**Required task:** Copy the lines from the start of the dataset records through the line that contains "[204,75,327,182]", with both ends included. Leave the pictures out of your copy.

[Dataset records]
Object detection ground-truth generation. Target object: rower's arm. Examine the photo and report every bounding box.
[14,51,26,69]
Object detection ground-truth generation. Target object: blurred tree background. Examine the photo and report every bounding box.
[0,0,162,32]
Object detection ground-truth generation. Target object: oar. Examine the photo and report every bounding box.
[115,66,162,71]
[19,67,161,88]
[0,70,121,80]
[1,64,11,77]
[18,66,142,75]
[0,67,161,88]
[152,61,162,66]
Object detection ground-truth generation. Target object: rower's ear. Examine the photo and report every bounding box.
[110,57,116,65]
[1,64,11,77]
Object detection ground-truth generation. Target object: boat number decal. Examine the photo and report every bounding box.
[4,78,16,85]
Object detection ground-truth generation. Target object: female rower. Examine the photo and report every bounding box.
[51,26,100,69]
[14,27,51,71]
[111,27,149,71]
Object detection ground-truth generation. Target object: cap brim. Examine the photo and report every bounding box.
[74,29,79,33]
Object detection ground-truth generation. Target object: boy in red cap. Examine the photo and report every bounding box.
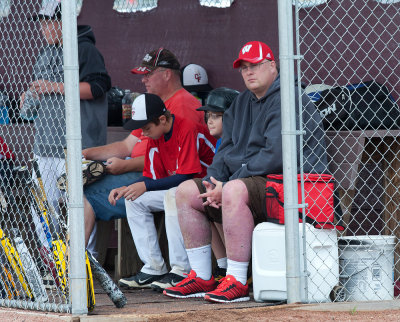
[164,41,327,302]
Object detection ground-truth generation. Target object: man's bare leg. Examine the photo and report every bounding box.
[83,197,96,247]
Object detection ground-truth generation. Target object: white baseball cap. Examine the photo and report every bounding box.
[182,64,212,92]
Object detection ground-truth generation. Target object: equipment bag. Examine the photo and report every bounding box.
[266,173,344,230]
[311,81,400,131]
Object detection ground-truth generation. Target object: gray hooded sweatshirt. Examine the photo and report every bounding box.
[33,26,110,158]
[204,75,327,182]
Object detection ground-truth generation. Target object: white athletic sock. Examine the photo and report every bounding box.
[186,244,211,281]
[226,258,249,285]
[217,257,228,269]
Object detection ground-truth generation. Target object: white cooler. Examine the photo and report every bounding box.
[252,222,339,302]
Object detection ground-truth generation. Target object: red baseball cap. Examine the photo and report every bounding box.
[233,41,275,68]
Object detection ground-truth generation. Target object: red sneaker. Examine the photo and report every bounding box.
[163,270,218,298]
[204,275,250,303]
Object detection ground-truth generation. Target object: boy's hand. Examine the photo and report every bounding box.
[199,177,222,208]
[124,181,147,201]
[106,157,126,174]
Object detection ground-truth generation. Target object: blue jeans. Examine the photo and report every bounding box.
[83,172,142,221]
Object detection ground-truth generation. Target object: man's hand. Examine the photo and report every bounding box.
[106,157,126,174]
[108,181,147,206]
[29,79,64,95]
[199,177,222,208]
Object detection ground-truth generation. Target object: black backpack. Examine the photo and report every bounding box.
[314,81,400,131]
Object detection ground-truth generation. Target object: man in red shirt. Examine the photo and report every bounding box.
[109,94,216,288]
[82,48,205,256]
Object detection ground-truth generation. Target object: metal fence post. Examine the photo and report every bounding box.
[62,0,87,314]
[278,1,301,303]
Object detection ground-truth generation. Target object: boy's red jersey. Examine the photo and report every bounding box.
[143,116,216,180]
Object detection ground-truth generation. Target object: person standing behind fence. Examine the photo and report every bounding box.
[20,1,111,235]
[164,41,327,302]
[108,93,216,288]
[150,87,239,292]
[82,47,204,252]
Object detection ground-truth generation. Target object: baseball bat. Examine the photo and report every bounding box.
[86,252,127,308]
[12,228,49,302]
[31,159,104,311]
[16,166,68,298]
[85,251,96,311]
[0,228,34,300]
[31,159,96,311]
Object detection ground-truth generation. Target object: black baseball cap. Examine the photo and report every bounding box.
[131,48,181,75]
[197,87,239,113]
[124,93,167,130]
[30,0,62,21]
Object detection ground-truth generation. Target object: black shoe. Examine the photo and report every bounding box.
[150,273,184,292]
[118,272,165,288]
[214,266,226,283]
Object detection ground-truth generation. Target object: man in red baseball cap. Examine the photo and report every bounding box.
[164,41,327,303]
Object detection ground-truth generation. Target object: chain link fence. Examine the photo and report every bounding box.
[0,0,70,312]
[293,0,400,302]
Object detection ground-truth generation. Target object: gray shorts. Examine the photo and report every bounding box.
[83,172,142,221]
[193,176,267,224]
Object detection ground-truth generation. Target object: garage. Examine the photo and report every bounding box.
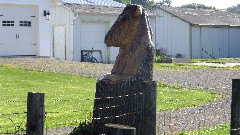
[0,4,37,56]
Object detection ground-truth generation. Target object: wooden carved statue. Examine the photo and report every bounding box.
[93,5,156,135]
[105,5,154,81]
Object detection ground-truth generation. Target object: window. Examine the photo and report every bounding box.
[2,21,14,26]
[19,21,32,27]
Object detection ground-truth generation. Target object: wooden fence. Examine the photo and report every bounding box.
[93,80,156,135]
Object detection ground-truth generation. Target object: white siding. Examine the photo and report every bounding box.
[156,10,190,58]
[51,5,74,60]
[0,0,51,56]
[229,27,240,58]
[38,0,52,56]
[74,13,118,63]
[0,0,37,5]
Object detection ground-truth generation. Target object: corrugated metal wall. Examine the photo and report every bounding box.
[156,10,190,58]
[229,28,240,58]
[192,27,240,59]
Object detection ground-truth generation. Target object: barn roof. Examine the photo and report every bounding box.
[62,0,126,7]
[64,4,124,14]
[160,7,240,26]
[64,3,156,16]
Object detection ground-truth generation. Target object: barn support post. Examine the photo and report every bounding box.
[230,79,240,135]
[26,92,45,135]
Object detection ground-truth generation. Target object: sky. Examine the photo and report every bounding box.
[154,0,240,9]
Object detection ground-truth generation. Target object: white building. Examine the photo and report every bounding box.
[0,0,51,56]
[156,7,240,59]
[51,1,156,63]
[0,0,156,63]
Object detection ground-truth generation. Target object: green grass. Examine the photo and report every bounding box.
[190,58,240,63]
[157,83,221,112]
[0,65,220,133]
[154,63,240,71]
[0,67,96,133]
[178,124,230,135]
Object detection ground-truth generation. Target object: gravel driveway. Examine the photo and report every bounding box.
[0,58,240,135]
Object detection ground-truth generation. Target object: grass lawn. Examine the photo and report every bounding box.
[178,124,230,135]
[0,65,220,133]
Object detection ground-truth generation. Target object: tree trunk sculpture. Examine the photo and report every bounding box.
[93,5,156,135]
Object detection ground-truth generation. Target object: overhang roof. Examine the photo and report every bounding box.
[160,7,240,27]
[62,0,126,7]
[64,3,156,16]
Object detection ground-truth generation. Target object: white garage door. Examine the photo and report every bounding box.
[81,21,108,63]
[0,5,36,56]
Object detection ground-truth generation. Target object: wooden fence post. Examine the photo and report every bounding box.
[105,124,136,135]
[230,79,240,135]
[26,92,45,135]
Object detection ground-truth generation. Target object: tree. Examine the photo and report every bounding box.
[227,4,240,14]
[181,3,216,10]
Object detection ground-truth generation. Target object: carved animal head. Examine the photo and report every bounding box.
[105,5,148,48]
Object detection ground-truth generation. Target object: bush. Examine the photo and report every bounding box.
[69,121,93,135]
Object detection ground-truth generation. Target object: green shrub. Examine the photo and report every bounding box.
[69,121,93,135]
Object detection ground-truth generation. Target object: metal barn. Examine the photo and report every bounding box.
[156,7,240,59]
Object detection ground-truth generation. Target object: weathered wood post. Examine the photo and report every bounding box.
[231,79,240,135]
[105,124,136,135]
[26,92,45,135]
[93,5,157,135]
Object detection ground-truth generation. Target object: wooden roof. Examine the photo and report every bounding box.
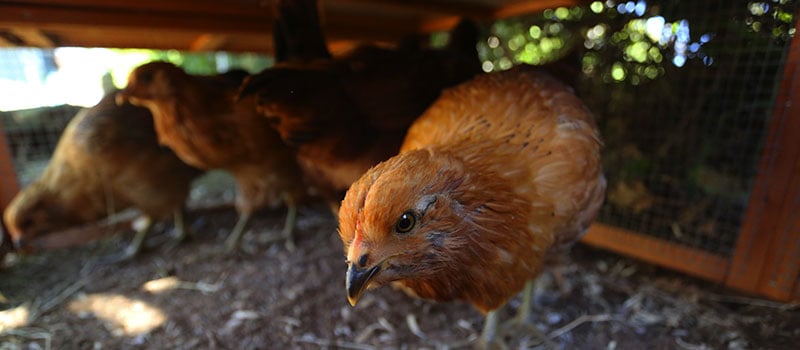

**Task solution:**
Object detection ground-truth generation. Target object: rower's arm. Examine the photo and report every bounding box.
[14,51,26,69]
Object detection ground-truth generation. Target object: blurred tree background. Examine the photo and report every bounding box.
[0,0,162,32]
Object detection ground-truth generation. Target object: oar. Examine the photo and report every bounding box.
[115,66,162,71]
[19,67,161,88]
[0,70,121,80]
[1,64,11,77]
[18,66,142,75]
[0,67,161,88]
[152,61,162,66]
Object detection ground-truth generation. Target object: rower's ear. Examine the photo and report every bounding box.
[110,57,116,65]
[1,64,11,77]
Object detection ground-truth generation. Target object: boat number decal. Examine the photo and report every bounding box.
[4,78,16,85]
Object detection ground-truth generation. Target object: female rower. Examine the photo and report every bounding box.
[51,26,100,69]
[14,27,51,71]
[111,27,149,71]
Object detection ground-truth generation. Target object: cap brim. Examine the photo and report every bounding box.
[74,29,79,33]
Object detection ground-truth generation. Target object: boy in red cap. Examine the photo and report every bounding box.
[164,41,327,302]
Object detection ground-truth generation. Target object: man's bare leg. Examine the photo and report every bounding box.
[83,197,96,247]
Object detection ground-truth generation. Target object: white baseball cap. Examine the photo and report every bounding box.
[182,64,212,92]
Object detection ground-truth generation. Target object: equipment bag. Examine the photo and report every bounding box.
[266,173,344,230]
[311,81,400,131]
Object detection ground-truth generation. Target object: gray hooded sweatshirt. Examine the photo and report every bounding box.
[33,26,110,158]
[204,75,327,182]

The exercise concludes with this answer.